## Exercise
Change "hardcover book" to "paperback book" throughout the records below, leaving all other text unchanged. Reproduce the records without the pictures.

(Object outline annotations)
——
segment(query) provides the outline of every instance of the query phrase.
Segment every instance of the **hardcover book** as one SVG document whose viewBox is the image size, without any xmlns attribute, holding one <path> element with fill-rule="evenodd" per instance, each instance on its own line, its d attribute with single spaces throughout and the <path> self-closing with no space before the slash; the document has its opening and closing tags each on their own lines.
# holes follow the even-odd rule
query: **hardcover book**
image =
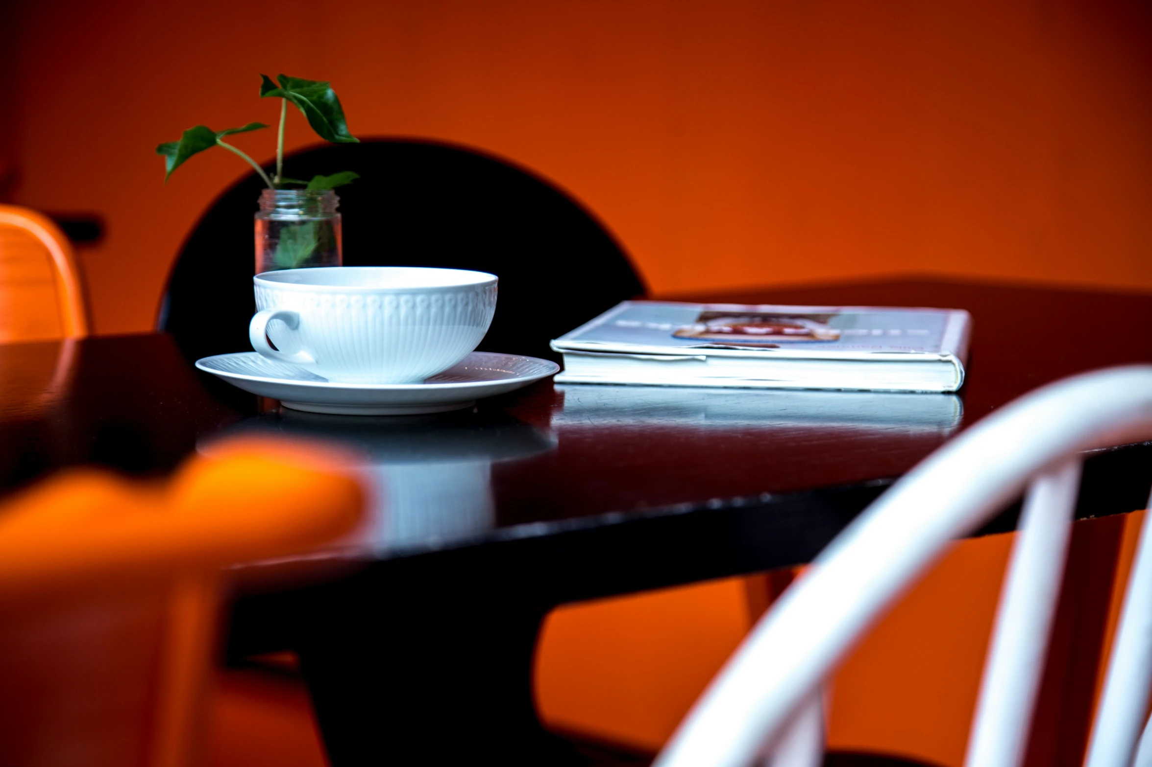
<svg viewBox="0 0 1152 767">
<path fill-rule="evenodd" d="M 962 309 L 624 301 L 552 342 L 559 383 L 952 392 Z"/>
</svg>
——
## Finished answer
segment(query) provides the outline of every instance of the query phrase.
Segment every instance of the **paperback book** as one SVG document whose viewBox is the image size, without any xmlns attribute, holding one <path> element with fill-rule="evenodd" per instance, each instance on its own line, its d attribute with single spaces throughout and the <path> self-closing with no space before the slash; the document has its opening and closing tags each on their own lines.
# holes follow the even-odd rule
query: **paperback book**
image =
<svg viewBox="0 0 1152 767">
<path fill-rule="evenodd" d="M 962 309 L 624 301 L 552 342 L 559 383 L 952 392 Z"/>
</svg>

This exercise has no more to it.